▶ [SELECTION]:
The Profit Margin Puzzle
Take another look at this picture. Something screwy is going on. Labor costs have risen at an average rate of 1.5% over the past 15 years, but prices have risen at an average rate of more than 2%. That means labor is really cheap today compared to what it was 15 years ago. Why isn’t somebody hiring that cheap labor and undercutting competitors by charging lower prices (bringing down the rate of price growth, or bringing up the rate of labor cost growth by bidding more for labor)? I consider several explanations, but none seems quite satisfactory.
1. Rising raw material prices. If the cost of non-labor inputs is going up, then firms could be forced to raise prices even when labor is cheap. When you look at oil prices today, this seems like a good explanation, but take a look at this chart, which Barry Ritholtz found in a St. Louis Fed publication. Profits have risen dramatically as a share of national income, while compensation has fallen. If raw materials costs were the problem, we would expect them to be cutting into profits. Clearly they’re not, at least not in aggregate.
2. Increasing cost of capital. When economists talk about the “zero profit condition,” they are careful to distinguish economic profits from accounting profits. Accounting profits have clearly risen, but perhaps these profits just represent a higher required return on capital, not an increase in economic profit. This explanation fits well with the observation of a very low savings rate, which makes capital scarce. However, it is not consistent with the observation of a low interest rate. Obviously capital is still cheap for high-quality borrowers like the US government. Why would it be so expensive for businesses?
3. Increasing price of risk. The capital that gets compensated by profits is necessarily high-risk capital. Possibly, even though generic capital is cheap, the risk premium for equity capital has risen: investors have gotten more timid. If we compare today to 2000, this is almost certainly part of the story. But if we compare today to 1990, this argument is less compelling. Overall, price-earnings ratios have risen over the past 15-20 years, and dividend yields have fallen, which suggests people are more, not less, willing to invest in risky assets.
4. Rising rents. Some of what is counted as profits may actually be rents, and those rents may be rising. For example, an oil company that owns mineral rights continues to account for depletion based on original cost, even though the economic value of those rights has risen, so the implied rental cost shows up as profit. You could also argue that firms like Microsoft that own valuable intellectual property are earning large rents on that property, and those rents show up as profits. This explanation is more promising than some of the others. It’s certainly consistent with the observed unevenness of profits across sectors.
5. Reduced competition. Maybe the zero profit condition doesn’t apply any more. It’s hard to think of examples, though.
6. Product and labor market disequilibrium. Over the course of the business cycle, labor costs tend to rise during booms and fall during recessions, whereas prices rise more evenly throughout the cycle and perhaps accelerate before the boom phase is reached. If the Fed’s anti-inflation policies have made recessions more common than booms (“taking away the punch bowl before workers get to drink”), this could explain a shift of income away from labor. If this explanation is right, it bodes badly for profits in the future, because disequilibria tend to get corrected in the long run, no matter what the Fed does.

▶ [LISTED RECORDS]:
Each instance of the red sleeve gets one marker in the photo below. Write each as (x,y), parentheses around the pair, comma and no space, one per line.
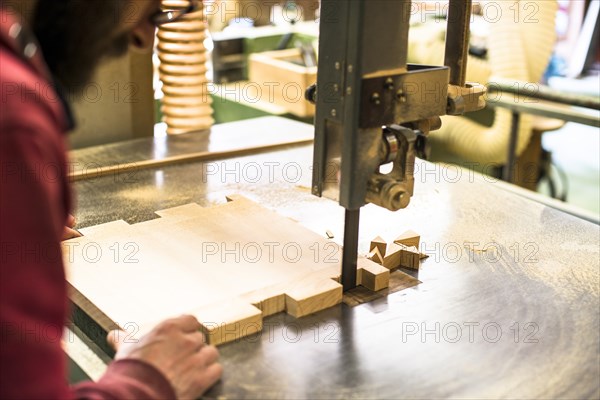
(34,202)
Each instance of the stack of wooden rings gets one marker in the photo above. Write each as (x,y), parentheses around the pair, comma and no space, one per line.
(186,104)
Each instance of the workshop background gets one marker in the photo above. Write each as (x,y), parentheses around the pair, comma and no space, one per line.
(239,60)
(249,58)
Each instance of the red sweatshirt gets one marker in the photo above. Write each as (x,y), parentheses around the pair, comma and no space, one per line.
(34,204)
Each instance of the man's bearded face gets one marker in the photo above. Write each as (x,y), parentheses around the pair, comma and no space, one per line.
(76,34)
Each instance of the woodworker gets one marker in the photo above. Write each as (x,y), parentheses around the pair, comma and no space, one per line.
(47,48)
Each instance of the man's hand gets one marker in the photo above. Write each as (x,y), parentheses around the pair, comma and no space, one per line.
(69,232)
(177,349)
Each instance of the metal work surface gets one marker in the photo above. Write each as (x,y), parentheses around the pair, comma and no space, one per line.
(508,305)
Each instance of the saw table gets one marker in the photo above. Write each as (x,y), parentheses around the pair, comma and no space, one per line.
(508,304)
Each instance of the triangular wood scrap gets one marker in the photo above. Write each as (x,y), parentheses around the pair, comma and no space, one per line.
(371,275)
(375,256)
(408,238)
(409,257)
(379,244)
(392,256)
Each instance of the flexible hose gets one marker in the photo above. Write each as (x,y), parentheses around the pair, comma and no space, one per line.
(519,47)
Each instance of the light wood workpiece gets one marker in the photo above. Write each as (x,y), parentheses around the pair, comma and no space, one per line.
(508,304)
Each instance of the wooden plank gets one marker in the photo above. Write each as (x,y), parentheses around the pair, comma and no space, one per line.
(230,265)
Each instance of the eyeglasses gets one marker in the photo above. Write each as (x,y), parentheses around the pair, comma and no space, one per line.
(173,13)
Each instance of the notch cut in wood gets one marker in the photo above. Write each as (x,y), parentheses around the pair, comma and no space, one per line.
(408,238)
(378,243)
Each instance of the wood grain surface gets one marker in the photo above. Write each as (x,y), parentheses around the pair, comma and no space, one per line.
(228,265)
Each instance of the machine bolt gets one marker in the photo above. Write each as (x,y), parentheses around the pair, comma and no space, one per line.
(389,84)
(375,98)
(401,96)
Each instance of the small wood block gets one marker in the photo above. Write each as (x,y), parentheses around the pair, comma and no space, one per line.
(375,256)
(378,243)
(371,275)
(392,256)
(408,238)
(410,257)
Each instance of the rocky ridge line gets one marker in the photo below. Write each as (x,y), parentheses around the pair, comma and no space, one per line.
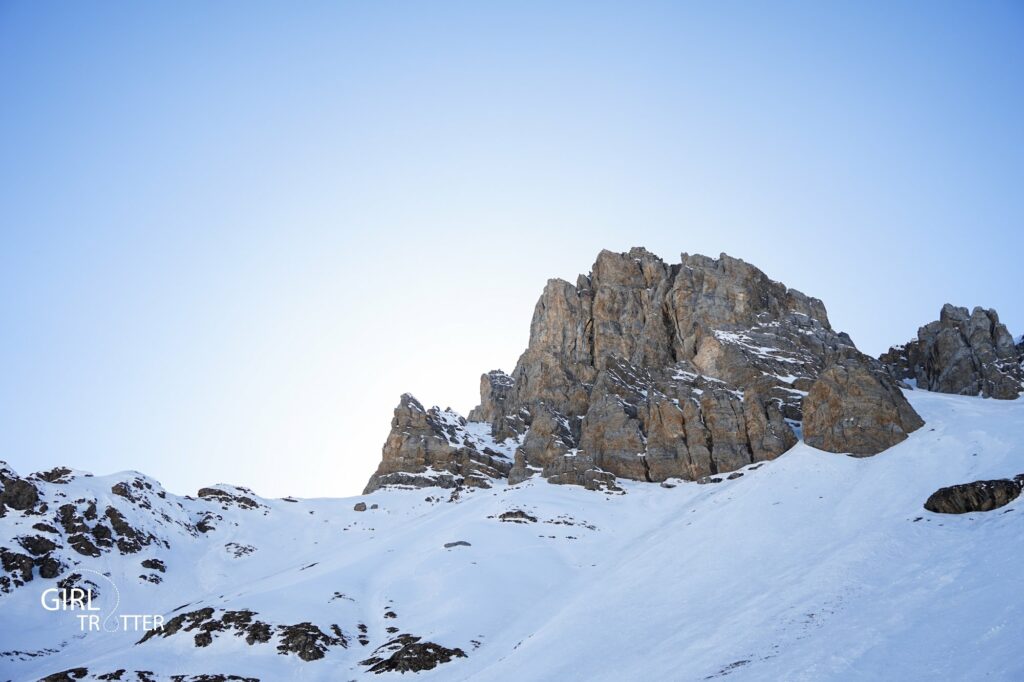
(650,371)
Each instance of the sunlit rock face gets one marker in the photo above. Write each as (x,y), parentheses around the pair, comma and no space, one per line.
(966,353)
(642,370)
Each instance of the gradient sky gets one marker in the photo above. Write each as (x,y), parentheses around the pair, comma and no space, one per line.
(232,233)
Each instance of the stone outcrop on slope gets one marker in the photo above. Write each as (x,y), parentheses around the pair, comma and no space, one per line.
(642,370)
(975,497)
(966,353)
(433,448)
(855,408)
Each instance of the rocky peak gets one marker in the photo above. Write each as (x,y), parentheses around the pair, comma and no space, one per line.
(642,370)
(437,448)
(966,353)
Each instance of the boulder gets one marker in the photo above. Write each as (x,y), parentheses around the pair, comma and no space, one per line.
(978,496)
(855,408)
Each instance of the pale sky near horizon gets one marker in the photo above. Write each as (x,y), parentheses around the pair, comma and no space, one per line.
(231,235)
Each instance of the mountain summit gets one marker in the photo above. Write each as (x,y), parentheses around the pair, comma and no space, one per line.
(649,371)
(463,561)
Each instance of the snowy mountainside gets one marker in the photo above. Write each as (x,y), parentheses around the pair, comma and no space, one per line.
(811,566)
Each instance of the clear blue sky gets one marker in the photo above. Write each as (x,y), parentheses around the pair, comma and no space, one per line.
(232,233)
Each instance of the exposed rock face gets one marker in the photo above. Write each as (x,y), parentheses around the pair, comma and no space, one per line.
(433,448)
(979,496)
(408,653)
(642,370)
(855,408)
(964,353)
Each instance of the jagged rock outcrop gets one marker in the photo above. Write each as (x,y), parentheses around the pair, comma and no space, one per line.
(855,408)
(966,353)
(642,370)
(977,496)
(432,448)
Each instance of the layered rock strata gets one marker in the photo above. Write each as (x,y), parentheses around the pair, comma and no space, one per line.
(966,353)
(646,371)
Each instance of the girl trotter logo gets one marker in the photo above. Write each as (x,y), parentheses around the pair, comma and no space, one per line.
(79,596)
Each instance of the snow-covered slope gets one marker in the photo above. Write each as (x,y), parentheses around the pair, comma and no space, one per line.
(813,566)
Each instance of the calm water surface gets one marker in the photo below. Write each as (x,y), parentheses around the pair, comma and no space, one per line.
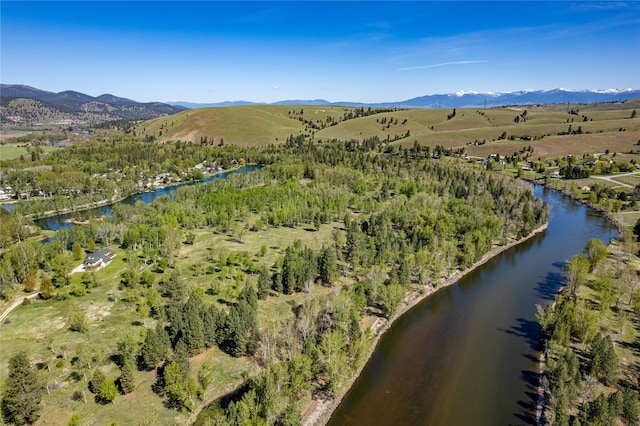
(466,355)
(59,221)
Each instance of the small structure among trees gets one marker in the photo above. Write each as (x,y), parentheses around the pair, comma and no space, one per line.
(98,258)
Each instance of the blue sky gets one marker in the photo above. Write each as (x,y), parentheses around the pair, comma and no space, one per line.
(339,51)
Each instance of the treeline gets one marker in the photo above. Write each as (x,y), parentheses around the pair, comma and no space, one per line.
(582,376)
(400,223)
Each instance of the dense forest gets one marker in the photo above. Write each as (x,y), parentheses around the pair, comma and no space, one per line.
(401,221)
(586,380)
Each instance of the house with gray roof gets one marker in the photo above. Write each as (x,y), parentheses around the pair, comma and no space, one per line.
(98,258)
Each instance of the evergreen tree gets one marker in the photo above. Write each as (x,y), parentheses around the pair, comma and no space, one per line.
(630,407)
(328,265)
(181,357)
(95,384)
(193,327)
(30,281)
(127,377)
(604,361)
(108,391)
(210,324)
(264,282)
(23,392)
(46,288)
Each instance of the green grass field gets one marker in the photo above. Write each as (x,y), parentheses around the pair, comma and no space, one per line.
(607,126)
(42,327)
(9,152)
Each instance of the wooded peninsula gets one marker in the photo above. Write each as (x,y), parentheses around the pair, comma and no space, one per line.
(247,299)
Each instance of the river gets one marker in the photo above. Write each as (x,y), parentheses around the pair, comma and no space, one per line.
(62,220)
(467,355)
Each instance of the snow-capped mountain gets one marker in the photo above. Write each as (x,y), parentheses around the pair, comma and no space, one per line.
(469,99)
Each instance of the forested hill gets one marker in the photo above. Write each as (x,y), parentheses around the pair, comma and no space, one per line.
(269,279)
(27,107)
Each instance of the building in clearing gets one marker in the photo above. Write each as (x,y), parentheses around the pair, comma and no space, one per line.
(98,258)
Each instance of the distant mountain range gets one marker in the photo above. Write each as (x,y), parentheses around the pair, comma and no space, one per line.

▶ [EXERCISE]: Copy the part of the profit margin puzzle text that opens with the words containing "6. Product and" and closes with "the Fed does.". The data is unrelated to the text.

▶ [TASK RESULT]:
6. Product and labor market disequilibrium. Over the course of the business cycle, labor costs tend to rise during booms and fall during recessions, whereas prices rise more evenly throughout the cycle and perhaps accelerate before the boom phase is reached. If the Fed’s anti-inflation policies have made recessions more common than booms (“taking away the punch bowl before workers get to drink”), this could explain a shift of income away from labor. If this explanation is right, it bodes badly for profits in the future, because disequilibria tend to get corrected in the long run, no matter what the Fed does.